[Rows from a dataset]
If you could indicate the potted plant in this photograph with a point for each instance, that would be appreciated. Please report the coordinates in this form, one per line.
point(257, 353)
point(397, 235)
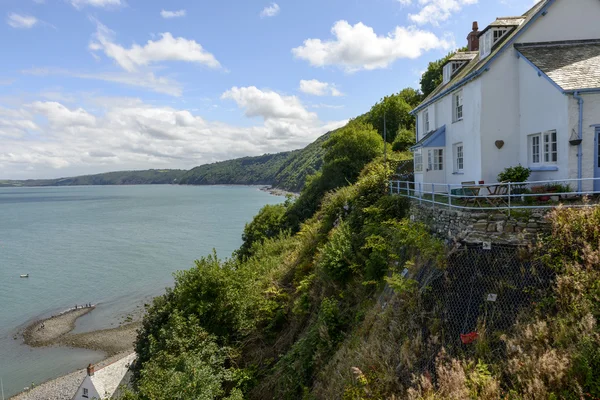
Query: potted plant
point(517, 175)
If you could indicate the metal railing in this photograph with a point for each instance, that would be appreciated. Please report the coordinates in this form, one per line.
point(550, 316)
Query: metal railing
point(501, 196)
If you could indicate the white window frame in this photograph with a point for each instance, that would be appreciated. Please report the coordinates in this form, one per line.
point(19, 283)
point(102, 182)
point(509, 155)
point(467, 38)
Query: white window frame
point(497, 34)
point(435, 160)
point(459, 157)
point(543, 148)
point(550, 147)
point(447, 72)
point(418, 157)
point(457, 106)
point(485, 44)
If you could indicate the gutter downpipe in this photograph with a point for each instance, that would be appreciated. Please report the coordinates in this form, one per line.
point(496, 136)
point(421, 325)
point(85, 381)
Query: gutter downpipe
point(577, 95)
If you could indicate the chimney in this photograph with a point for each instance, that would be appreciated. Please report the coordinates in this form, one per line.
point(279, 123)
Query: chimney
point(473, 39)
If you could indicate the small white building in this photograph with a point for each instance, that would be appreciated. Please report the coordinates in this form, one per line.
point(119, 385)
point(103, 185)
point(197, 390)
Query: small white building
point(527, 92)
point(102, 384)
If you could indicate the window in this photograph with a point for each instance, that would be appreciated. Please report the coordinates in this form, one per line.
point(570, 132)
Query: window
point(418, 161)
point(535, 149)
point(459, 161)
point(435, 160)
point(550, 147)
point(485, 44)
point(543, 148)
point(450, 69)
point(498, 34)
point(447, 73)
point(457, 101)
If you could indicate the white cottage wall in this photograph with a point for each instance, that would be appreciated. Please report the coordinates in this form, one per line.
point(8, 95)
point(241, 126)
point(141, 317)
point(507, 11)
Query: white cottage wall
point(465, 132)
point(500, 116)
point(566, 20)
point(591, 117)
point(92, 392)
point(543, 108)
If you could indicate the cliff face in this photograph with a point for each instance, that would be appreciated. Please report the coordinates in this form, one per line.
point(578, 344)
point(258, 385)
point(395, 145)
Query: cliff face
point(364, 304)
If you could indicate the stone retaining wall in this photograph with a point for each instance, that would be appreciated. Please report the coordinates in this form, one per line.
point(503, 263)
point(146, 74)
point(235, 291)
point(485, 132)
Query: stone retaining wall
point(522, 227)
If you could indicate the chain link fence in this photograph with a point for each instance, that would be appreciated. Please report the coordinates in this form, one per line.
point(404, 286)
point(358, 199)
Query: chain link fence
point(477, 298)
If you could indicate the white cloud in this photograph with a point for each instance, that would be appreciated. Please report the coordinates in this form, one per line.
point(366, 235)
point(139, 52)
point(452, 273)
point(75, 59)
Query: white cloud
point(270, 11)
point(146, 80)
point(48, 139)
point(21, 21)
point(173, 14)
point(60, 116)
point(268, 104)
point(436, 11)
point(318, 88)
point(358, 47)
point(96, 3)
point(167, 48)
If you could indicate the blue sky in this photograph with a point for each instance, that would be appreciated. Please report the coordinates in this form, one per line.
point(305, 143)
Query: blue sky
point(91, 86)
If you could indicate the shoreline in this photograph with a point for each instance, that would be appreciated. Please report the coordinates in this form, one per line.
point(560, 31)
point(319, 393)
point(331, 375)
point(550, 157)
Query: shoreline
point(115, 343)
point(56, 331)
point(278, 192)
point(63, 387)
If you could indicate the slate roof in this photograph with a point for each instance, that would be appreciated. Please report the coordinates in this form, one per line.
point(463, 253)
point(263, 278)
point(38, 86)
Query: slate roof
point(107, 380)
point(572, 65)
point(507, 21)
point(478, 65)
point(464, 56)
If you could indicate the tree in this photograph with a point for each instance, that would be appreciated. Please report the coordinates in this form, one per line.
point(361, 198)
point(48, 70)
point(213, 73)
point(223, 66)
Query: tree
point(396, 109)
point(432, 78)
point(404, 140)
point(266, 225)
point(347, 152)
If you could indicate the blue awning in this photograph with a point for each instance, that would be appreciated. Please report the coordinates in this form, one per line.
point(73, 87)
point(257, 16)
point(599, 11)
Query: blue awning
point(432, 139)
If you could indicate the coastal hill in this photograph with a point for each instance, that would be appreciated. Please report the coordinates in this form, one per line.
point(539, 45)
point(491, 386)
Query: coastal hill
point(286, 171)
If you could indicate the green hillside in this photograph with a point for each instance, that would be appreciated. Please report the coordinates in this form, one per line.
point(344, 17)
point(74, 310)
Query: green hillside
point(286, 170)
point(148, 177)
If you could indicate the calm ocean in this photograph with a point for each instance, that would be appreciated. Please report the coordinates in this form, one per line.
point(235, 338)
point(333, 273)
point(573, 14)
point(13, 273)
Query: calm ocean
point(115, 246)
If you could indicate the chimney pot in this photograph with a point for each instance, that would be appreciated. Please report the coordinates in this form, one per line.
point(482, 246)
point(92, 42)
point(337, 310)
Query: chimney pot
point(473, 39)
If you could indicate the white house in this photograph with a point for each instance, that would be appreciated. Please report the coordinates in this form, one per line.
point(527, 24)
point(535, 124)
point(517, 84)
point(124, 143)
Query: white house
point(525, 93)
point(103, 383)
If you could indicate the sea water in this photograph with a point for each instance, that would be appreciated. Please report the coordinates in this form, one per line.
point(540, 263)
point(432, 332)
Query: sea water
point(115, 246)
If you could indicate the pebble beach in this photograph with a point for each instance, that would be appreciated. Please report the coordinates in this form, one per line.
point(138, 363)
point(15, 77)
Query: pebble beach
point(116, 343)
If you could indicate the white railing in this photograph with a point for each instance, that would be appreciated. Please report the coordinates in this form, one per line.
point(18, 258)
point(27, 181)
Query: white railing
point(502, 196)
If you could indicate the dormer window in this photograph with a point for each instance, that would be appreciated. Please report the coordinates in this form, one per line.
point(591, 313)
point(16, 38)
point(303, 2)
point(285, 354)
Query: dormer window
point(498, 33)
point(450, 69)
point(489, 39)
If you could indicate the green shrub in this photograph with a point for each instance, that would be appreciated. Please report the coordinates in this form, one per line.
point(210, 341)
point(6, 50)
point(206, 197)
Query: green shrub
point(266, 225)
point(404, 140)
point(337, 255)
point(514, 174)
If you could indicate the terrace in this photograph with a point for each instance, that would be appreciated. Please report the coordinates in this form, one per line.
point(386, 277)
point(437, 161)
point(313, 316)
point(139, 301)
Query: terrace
point(504, 196)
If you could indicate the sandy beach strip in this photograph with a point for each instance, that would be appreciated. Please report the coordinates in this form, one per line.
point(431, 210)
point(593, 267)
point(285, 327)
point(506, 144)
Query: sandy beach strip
point(63, 388)
point(46, 332)
point(110, 341)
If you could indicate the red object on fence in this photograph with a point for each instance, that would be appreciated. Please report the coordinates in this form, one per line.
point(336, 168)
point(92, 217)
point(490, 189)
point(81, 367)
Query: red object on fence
point(469, 337)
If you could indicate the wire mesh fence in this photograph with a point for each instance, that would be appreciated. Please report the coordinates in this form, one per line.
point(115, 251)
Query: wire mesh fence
point(478, 297)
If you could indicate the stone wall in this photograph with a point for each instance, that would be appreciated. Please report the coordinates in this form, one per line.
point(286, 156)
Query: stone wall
point(521, 227)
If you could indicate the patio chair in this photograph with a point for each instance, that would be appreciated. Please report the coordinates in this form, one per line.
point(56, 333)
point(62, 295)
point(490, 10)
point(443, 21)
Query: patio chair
point(470, 191)
point(497, 194)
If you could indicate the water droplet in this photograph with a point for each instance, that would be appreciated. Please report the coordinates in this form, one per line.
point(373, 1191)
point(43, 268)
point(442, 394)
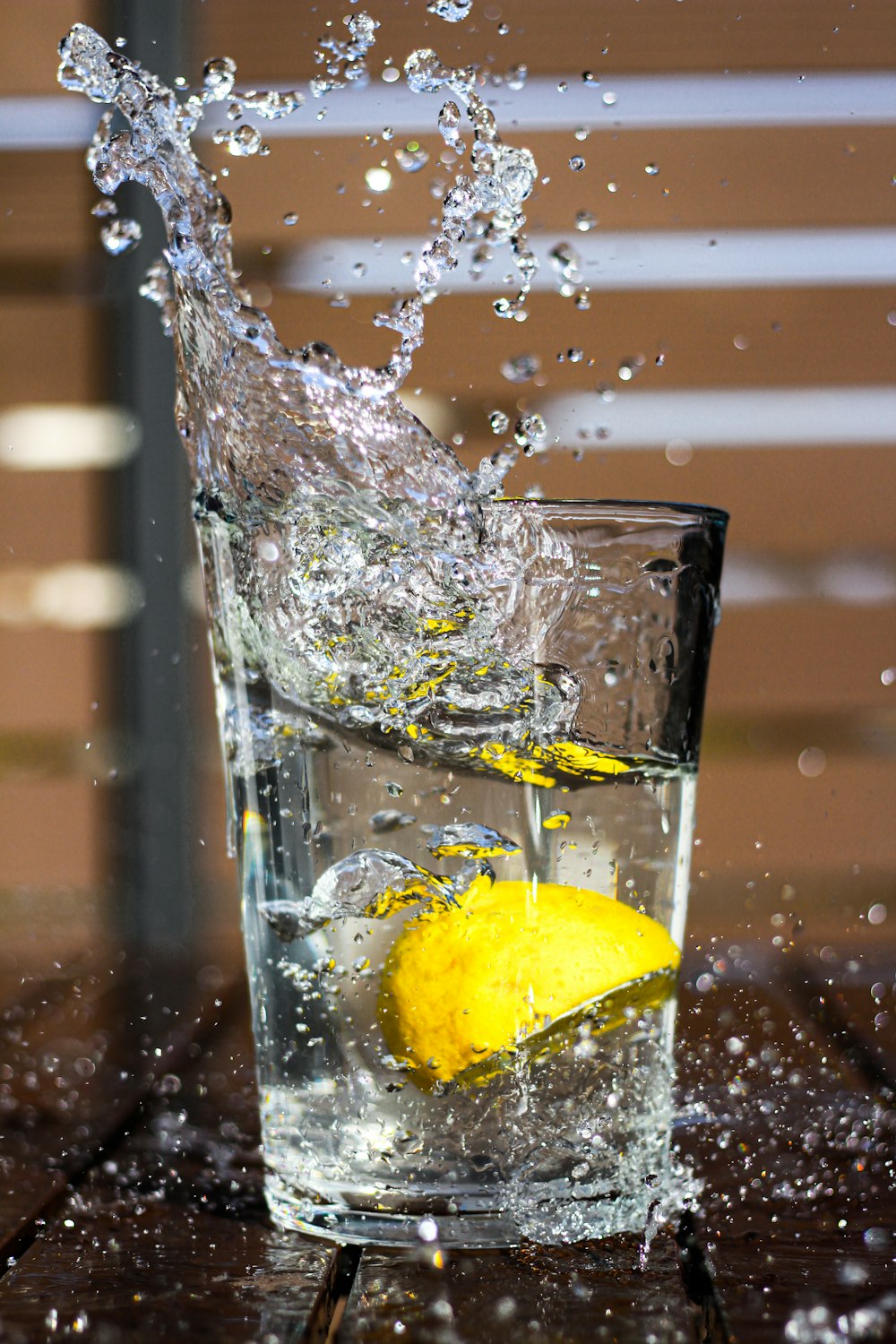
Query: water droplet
point(565, 263)
point(120, 236)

--- Your instructions ---
Rewrite the rows from the start through the line that contains "point(501, 196)", putting "steel railing" wherever "metal railing" appears and changing nothing else. Omit the pictures.

--- Written response ---
If you could indicate the potted plant in this photograph with a point for each instance, that would be appreciated. Please report the coordinates in this form, one per line.
point(257, 353)
point(397, 235)
Query: potted plant
point(517, 175)
If you could indicate the steel railing in this photograph with a point for each instance, that would be appreciated. Please report the coordinates in this form, one per line.
point(550, 316)
Query: steel railing
point(501, 196)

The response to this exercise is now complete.